Render all of the material below as a JSON list of strings, with one string per line and blank lines omitted.

## RECORDS SUPPLIED
══════════════════════════════
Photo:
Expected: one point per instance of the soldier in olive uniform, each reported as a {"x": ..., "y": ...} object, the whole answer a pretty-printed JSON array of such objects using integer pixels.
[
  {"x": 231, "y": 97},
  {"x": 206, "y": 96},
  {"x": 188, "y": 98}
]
══════════════════════════════
## TASK RESPONSE
[
  "Photo:",
  "Expected: one point per instance of the soldier in olive uniform, each reported as a {\"x\": ..., \"y\": ...} object, the whole answer a pretty-printed JSON array of such objects using integer pixels.",
  "[",
  "  {\"x\": 231, \"y\": 97},",
  "  {\"x\": 206, \"y\": 96},",
  "  {\"x\": 188, \"y\": 98}",
  "]"
]